* [TASK BRIEF] Recast the listing below as a JSON list of strings, one string per line with blank lines dropped, starting at the line that contains "TARGET: small tree" and ending at the last line of the listing. Leave the pictures out.

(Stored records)
§
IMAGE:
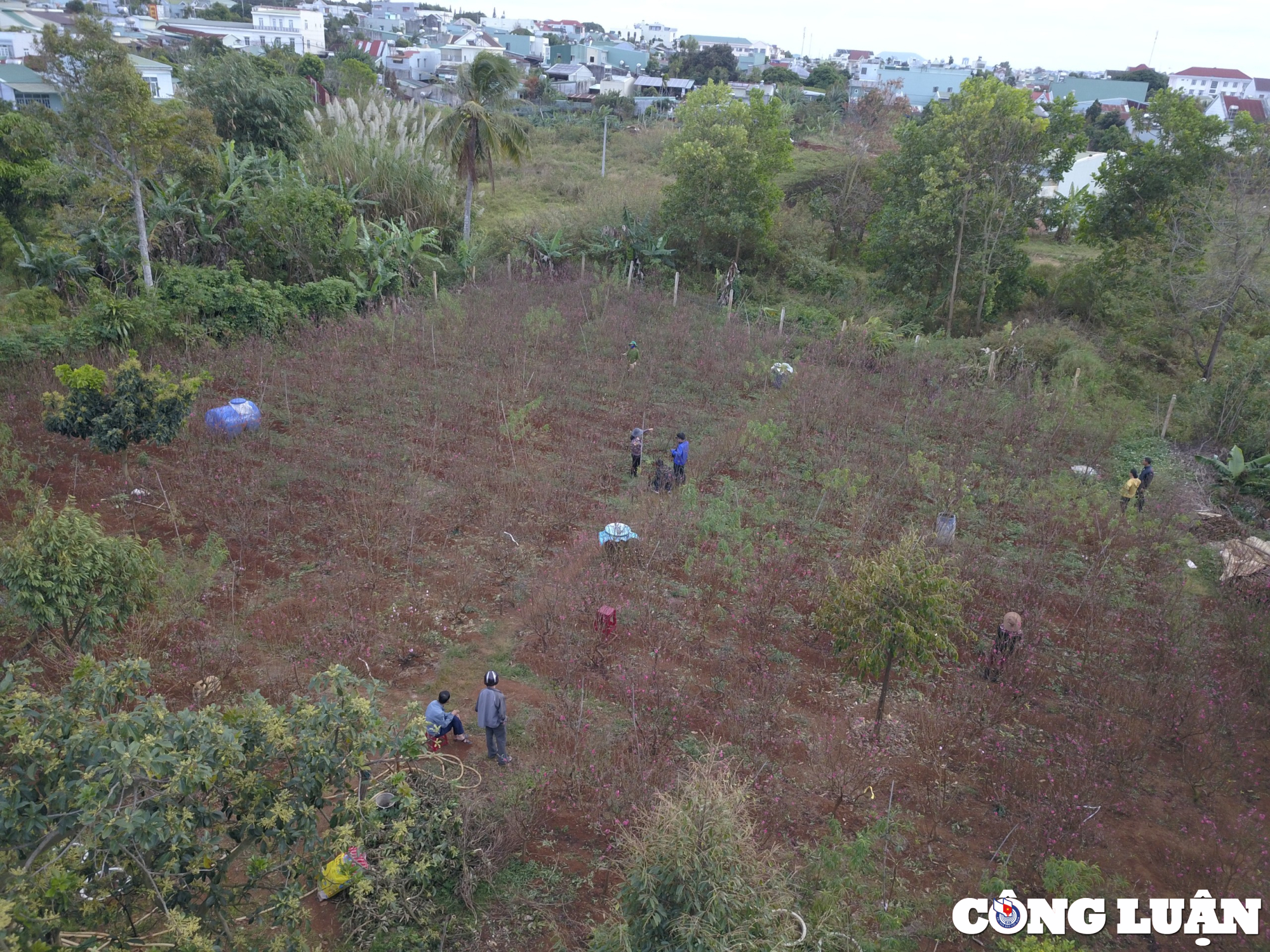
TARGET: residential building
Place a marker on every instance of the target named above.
(1211, 82)
(624, 56)
(586, 54)
(740, 45)
(656, 34)
(303, 31)
(21, 86)
(413, 64)
(565, 29)
(1086, 91)
(622, 86)
(1262, 91)
(920, 86)
(571, 79)
(507, 23)
(18, 45)
(158, 76)
(529, 48)
(467, 48)
(901, 59)
(1229, 107)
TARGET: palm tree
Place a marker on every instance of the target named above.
(481, 130)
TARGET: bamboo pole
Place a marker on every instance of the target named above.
(1169, 416)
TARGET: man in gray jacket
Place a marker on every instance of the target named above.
(492, 715)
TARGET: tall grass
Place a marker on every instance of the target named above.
(383, 154)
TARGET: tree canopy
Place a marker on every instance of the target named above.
(725, 159)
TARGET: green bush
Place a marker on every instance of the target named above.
(121, 323)
(330, 299)
(224, 305)
(31, 307)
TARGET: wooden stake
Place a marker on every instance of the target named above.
(1169, 416)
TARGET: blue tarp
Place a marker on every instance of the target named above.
(617, 532)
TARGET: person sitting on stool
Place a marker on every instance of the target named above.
(441, 722)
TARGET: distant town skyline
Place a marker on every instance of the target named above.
(1081, 35)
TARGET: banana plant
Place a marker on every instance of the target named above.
(549, 251)
(1240, 473)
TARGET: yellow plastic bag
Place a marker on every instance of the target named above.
(340, 873)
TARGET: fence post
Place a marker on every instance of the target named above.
(1169, 416)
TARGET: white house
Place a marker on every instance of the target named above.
(17, 45)
(157, 74)
(1262, 91)
(571, 78)
(622, 86)
(1229, 107)
(1211, 83)
(303, 31)
(656, 34)
(467, 48)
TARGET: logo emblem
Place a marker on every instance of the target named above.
(1009, 915)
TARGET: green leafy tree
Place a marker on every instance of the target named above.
(962, 191)
(725, 159)
(117, 411)
(713, 64)
(826, 76)
(110, 112)
(481, 130)
(312, 67)
(1155, 79)
(119, 812)
(73, 582)
(782, 76)
(1142, 187)
(900, 609)
(253, 101)
(27, 145)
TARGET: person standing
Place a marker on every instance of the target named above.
(1146, 477)
(680, 458)
(638, 449)
(1010, 633)
(1130, 491)
(441, 722)
(492, 715)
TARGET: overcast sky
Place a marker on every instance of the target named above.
(1076, 35)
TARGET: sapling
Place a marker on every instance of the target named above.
(902, 607)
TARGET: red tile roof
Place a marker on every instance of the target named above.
(1212, 73)
(1253, 107)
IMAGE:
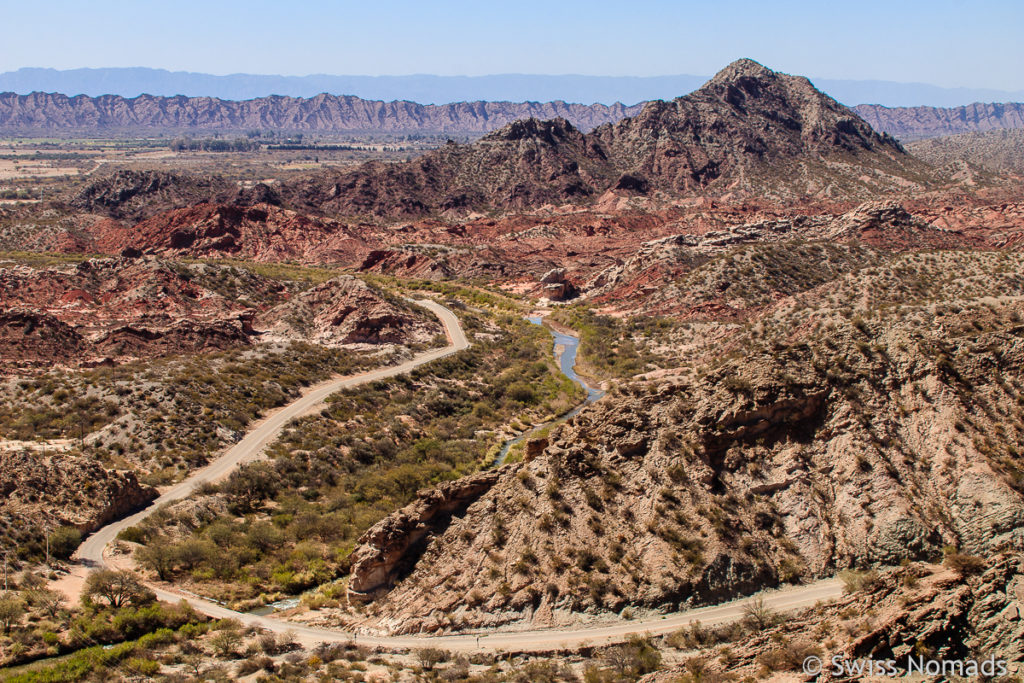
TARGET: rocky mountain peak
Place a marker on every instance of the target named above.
(551, 131)
(740, 70)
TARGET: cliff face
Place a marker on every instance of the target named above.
(52, 112)
(910, 123)
(104, 310)
(855, 422)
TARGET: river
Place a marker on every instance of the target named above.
(566, 364)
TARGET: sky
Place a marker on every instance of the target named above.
(942, 42)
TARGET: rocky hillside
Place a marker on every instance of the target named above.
(748, 131)
(129, 194)
(995, 150)
(855, 422)
(919, 611)
(911, 123)
(60, 489)
(42, 113)
(104, 310)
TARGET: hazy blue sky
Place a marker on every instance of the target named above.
(944, 42)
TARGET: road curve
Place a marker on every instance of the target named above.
(542, 640)
(260, 435)
(90, 553)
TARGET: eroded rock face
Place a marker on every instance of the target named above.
(783, 465)
(345, 310)
(392, 546)
(923, 611)
(107, 310)
(64, 489)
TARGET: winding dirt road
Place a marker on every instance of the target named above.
(90, 554)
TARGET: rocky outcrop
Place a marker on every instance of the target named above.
(846, 446)
(556, 286)
(326, 114)
(910, 123)
(136, 194)
(62, 489)
(115, 308)
(920, 611)
(345, 310)
(104, 310)
(391, 547)
(258, 232)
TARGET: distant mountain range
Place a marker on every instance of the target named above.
(113, 115)
(147, 115)
(912, 123)
(130, 82)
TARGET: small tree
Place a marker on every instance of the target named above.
(964, 565)
(250, 484)
(64, 542)
(11, 610)
(159, 556)
(116, 588)
(431, 656)
(758, 614)
(226, 641)
(49, 601)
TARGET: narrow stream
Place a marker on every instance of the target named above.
(566, 364)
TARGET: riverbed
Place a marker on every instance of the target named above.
(564, 349)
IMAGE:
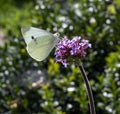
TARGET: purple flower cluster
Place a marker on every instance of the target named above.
(67, 49)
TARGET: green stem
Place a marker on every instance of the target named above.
(89, 90)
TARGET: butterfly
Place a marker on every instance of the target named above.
(39, 42)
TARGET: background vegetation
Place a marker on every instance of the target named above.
(30, 87)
§
* [EXERCISE RESPONSE]
[
  "TARGET: small tree",
  "Place a marker on every instance of the target named above.",
  "(964, 565)",
  "(250, 484)",
  "(64, 542)",
  "(11, 610)",
  "(159, 556)",
  "(116, 588)",
  "(431, 656)",
  "(758, 614)",
  "(226, 641)",
  "(49, 601)",
  "TARGET: narrow stream",
  "Place a marker on every instance of the target named above.",
  "(566, 364)",
  "TARGET: riverbed",
  "Place a marker on every instance of the target named above.",
  "(564, 349)",
  "IMAGE:",
  "TARGET: purple flower cluster",
  "Place a marker on every instance of the target named above.",
  "(67, 49)",
  "TARGET: green stem",
  "Place a marker on every instance of the target named above.",
  "(89, 90)",
  "TARGET: butterfly",
  "Place a marker on every instance of the target named above.",
  "(39, 42)",
  "TARGET: background vegetation",
  "Place a marker on every instance of the target named above.",
  "(30, 87)"
]